* [Dataset records]:
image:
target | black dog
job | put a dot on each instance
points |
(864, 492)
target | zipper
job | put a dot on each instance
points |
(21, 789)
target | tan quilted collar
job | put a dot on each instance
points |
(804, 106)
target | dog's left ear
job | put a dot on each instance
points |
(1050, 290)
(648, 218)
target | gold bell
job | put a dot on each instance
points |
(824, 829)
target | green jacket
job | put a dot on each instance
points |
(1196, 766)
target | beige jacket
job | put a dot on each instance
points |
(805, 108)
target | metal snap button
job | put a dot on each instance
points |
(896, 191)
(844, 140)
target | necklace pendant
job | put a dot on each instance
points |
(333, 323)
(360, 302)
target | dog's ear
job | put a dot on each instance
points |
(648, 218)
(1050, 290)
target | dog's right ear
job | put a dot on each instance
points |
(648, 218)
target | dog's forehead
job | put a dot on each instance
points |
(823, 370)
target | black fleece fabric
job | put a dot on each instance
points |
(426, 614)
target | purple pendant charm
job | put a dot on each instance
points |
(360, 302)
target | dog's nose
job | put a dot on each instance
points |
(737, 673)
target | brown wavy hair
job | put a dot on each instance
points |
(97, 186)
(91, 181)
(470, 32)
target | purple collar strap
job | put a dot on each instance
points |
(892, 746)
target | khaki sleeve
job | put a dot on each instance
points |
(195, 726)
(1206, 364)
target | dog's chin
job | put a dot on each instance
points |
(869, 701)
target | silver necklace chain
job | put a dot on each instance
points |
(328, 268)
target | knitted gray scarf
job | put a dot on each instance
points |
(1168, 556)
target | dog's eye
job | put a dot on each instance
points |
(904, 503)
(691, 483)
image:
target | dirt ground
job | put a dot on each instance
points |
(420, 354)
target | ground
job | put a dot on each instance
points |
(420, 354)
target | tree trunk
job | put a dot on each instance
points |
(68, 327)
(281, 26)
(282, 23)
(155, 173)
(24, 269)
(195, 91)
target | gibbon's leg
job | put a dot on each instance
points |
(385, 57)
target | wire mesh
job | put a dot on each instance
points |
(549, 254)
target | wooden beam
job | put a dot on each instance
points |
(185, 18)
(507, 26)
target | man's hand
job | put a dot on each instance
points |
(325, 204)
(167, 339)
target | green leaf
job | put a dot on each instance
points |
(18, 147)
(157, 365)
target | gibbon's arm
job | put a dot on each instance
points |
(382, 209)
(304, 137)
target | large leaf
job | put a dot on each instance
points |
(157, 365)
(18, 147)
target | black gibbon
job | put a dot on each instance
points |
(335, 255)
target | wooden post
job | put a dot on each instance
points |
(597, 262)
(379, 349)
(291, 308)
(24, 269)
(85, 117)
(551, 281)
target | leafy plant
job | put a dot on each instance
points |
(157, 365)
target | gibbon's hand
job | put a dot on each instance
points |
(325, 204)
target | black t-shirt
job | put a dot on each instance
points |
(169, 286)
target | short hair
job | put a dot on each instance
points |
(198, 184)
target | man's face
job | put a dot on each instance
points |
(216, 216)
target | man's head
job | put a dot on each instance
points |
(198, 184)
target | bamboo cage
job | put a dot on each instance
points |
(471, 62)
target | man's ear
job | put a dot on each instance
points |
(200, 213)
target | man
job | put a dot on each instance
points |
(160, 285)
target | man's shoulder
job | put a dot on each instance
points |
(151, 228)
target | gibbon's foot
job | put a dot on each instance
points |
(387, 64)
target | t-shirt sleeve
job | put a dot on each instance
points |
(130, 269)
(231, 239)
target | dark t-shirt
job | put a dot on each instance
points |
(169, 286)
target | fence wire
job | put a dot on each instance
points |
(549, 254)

* [Requirement]: Each line in the data where the string "gibbon" occurs should be identified and copied.

* [Answer to the problem]:
target | gibbon's leg
target | gibbon's arm
target | black gibbon
target | gibbon's hand
target | gibbon's foot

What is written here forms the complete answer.